TASK TO COMPLETE →
Could you reproduce, word for word and with nothing else, the items below from the line with "of the illuminated" up to and including the line with "[[425, 187], [407, 117]]"?

****************************************

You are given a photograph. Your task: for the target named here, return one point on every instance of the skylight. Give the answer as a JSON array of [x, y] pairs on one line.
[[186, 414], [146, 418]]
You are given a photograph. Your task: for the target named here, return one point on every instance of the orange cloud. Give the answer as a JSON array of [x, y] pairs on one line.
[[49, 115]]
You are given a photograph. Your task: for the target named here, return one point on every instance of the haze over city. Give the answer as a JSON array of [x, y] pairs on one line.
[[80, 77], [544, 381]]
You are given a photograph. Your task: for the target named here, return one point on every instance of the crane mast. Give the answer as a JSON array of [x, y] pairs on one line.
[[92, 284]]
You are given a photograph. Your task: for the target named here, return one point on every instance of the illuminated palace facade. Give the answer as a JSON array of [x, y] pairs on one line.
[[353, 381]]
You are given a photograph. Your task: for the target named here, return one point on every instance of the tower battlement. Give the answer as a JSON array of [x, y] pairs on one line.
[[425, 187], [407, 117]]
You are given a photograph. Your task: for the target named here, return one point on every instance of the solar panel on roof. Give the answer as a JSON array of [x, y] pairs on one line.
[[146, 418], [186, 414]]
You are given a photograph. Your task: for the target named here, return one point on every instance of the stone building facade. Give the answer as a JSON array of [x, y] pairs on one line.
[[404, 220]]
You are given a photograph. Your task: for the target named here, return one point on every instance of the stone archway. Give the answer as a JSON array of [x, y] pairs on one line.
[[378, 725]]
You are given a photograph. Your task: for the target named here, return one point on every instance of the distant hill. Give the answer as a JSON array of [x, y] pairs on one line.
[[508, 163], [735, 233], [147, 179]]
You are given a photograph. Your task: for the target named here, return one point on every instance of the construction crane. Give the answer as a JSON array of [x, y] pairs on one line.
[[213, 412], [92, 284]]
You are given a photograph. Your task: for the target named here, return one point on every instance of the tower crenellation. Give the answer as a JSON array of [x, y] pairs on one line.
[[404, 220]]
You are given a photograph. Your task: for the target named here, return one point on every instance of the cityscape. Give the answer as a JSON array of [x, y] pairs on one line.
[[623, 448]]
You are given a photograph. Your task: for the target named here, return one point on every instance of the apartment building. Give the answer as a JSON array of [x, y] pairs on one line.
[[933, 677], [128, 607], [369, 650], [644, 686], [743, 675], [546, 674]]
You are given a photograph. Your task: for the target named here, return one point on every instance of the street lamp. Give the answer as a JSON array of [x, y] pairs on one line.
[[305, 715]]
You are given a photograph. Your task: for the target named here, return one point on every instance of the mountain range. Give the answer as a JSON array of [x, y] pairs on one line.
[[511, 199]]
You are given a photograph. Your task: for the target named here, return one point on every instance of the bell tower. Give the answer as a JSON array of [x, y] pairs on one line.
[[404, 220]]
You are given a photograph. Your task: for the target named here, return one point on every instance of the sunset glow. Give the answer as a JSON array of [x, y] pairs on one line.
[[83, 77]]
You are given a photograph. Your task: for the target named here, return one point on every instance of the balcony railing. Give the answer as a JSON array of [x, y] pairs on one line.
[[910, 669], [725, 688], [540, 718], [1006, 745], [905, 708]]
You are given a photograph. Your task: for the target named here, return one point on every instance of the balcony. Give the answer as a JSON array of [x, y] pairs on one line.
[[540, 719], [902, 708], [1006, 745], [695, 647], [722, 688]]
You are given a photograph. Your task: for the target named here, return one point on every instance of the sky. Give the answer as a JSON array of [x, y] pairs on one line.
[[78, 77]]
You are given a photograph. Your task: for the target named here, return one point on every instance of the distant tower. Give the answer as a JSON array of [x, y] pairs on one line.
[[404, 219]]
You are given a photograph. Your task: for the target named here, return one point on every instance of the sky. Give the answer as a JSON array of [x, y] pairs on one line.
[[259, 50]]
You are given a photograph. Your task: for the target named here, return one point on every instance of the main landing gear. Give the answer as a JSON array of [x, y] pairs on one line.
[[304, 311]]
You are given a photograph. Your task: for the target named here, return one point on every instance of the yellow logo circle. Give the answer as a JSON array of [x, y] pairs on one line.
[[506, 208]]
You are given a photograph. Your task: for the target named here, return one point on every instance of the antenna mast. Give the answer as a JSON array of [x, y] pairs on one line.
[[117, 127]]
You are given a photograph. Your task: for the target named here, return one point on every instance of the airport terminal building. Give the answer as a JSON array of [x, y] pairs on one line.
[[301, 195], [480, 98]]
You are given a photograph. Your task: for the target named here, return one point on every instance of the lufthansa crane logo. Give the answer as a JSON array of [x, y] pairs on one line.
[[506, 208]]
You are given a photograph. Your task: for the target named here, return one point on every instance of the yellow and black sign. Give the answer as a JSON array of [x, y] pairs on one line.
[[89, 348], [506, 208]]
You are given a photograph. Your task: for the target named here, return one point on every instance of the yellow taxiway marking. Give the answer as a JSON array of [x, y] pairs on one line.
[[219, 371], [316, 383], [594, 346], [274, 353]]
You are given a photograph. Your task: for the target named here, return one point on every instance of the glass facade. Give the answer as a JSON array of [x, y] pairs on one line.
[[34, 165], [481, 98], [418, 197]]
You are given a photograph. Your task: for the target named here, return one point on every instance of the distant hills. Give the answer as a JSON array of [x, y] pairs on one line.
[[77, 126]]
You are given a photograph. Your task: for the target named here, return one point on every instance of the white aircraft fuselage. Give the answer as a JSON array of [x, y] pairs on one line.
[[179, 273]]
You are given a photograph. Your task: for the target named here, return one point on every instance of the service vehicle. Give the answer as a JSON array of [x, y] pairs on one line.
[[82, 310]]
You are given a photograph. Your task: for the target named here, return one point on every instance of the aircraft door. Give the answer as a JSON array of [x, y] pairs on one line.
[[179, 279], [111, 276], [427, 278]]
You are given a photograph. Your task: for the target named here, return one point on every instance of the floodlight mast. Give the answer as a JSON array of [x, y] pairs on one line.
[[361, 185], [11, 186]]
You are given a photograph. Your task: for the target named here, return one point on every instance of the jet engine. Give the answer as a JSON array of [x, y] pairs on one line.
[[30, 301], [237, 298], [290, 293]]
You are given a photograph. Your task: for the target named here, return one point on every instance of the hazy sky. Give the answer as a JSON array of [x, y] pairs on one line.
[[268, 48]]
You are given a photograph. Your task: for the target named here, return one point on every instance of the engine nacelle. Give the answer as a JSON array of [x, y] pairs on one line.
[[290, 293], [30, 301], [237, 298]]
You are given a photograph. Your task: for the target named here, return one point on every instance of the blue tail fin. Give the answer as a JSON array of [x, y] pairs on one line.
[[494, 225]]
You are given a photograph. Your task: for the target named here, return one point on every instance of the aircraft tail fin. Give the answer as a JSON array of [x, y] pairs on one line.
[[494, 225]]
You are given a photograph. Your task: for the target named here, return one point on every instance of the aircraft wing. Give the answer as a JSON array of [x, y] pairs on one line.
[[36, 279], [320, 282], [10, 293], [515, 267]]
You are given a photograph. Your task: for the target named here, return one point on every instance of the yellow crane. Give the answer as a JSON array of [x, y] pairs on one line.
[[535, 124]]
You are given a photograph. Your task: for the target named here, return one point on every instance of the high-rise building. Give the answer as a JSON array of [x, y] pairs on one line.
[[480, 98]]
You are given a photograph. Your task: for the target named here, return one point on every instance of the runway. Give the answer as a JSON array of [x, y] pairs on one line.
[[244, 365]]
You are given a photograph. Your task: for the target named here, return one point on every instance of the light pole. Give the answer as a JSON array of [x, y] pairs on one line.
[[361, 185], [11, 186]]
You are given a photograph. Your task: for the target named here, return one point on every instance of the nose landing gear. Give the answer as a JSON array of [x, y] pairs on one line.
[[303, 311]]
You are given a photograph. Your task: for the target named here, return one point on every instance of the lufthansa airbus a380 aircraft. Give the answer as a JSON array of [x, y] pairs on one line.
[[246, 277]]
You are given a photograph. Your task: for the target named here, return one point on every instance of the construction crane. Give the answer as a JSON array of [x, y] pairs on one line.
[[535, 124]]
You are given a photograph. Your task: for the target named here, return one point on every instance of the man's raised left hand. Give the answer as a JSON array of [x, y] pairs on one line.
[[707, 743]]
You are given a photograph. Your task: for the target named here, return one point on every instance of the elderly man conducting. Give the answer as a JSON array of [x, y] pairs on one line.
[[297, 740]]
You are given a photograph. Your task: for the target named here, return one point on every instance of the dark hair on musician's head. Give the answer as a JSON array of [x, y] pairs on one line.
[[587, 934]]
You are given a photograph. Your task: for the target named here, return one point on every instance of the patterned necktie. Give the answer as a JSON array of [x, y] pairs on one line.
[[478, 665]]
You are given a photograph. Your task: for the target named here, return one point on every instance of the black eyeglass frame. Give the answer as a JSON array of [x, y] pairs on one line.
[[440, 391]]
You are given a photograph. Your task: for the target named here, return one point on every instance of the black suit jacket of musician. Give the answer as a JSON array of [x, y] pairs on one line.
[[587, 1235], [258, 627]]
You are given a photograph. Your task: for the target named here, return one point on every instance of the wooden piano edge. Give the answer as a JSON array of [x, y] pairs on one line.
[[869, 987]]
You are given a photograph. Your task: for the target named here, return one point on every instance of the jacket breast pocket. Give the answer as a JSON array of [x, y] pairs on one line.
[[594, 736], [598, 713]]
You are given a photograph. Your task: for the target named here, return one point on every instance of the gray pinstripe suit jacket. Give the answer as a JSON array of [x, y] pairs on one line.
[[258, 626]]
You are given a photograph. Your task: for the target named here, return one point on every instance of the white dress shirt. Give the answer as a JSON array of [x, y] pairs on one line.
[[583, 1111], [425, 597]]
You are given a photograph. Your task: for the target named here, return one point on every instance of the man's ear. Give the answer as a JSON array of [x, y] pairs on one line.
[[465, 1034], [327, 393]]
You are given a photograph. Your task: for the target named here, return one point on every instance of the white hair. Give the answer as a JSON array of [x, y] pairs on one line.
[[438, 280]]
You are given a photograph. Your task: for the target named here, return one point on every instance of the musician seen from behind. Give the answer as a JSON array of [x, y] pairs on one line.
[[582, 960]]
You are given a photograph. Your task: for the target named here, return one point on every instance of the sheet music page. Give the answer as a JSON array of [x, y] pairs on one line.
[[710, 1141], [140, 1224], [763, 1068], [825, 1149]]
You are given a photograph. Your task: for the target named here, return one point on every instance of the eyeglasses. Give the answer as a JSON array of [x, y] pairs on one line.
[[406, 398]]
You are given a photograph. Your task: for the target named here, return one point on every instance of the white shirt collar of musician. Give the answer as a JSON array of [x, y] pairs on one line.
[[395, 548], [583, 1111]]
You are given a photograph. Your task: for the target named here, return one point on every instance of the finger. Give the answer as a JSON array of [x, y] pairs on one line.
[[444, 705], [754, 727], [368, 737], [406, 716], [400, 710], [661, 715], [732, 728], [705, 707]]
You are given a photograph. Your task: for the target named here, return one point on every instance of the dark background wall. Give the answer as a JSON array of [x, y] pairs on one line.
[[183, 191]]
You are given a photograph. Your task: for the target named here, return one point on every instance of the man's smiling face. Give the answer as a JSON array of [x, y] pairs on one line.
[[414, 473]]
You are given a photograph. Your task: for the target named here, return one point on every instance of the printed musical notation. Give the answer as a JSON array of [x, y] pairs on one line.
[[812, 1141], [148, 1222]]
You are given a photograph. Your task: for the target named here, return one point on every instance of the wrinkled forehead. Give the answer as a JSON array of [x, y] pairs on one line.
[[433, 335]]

****************************************

EXERCISE OUTPUT →
You are given a photograph. Your task: for the target named here, return one point on every instance of the illuminated palace facade. Give the answer as a JSON array of [x, y] pairs on one line.
[[353, 381]]
You are given a photograph. Your task: for the target named here, return one point on every instance of the tower battlement. Give the answer as a JSON array of [x, y] pairs on one line.
[[425, 187], [407, 117]]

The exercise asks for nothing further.